→ Exercise data
-- Start --

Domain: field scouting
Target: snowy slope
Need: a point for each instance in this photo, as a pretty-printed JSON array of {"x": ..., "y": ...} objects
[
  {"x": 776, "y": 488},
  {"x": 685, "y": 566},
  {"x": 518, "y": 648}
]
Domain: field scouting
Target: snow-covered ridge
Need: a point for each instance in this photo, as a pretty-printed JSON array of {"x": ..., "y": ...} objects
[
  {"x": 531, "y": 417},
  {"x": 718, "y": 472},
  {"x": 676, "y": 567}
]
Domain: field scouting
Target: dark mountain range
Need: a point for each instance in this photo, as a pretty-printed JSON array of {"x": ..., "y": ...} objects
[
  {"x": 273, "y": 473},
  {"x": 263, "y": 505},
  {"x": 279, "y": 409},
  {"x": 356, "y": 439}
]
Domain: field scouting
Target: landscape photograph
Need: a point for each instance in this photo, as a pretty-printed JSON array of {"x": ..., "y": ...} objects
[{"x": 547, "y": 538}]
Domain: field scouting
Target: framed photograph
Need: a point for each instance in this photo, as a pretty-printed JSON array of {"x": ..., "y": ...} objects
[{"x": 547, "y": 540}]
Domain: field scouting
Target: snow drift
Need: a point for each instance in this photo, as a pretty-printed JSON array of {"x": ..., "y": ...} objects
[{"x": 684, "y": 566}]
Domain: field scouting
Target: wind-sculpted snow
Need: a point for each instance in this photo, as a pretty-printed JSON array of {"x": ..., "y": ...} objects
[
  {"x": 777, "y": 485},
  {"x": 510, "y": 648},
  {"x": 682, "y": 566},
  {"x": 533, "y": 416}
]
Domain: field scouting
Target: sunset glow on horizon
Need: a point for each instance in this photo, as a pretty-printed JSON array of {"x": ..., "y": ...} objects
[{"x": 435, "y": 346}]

-- End --

→ Short task
Find each line in the items above that contains the string "photograph" and reproduce those lines verbatim.

→ Solution for this exercise
Target: landscape photograph
Target: framed photograph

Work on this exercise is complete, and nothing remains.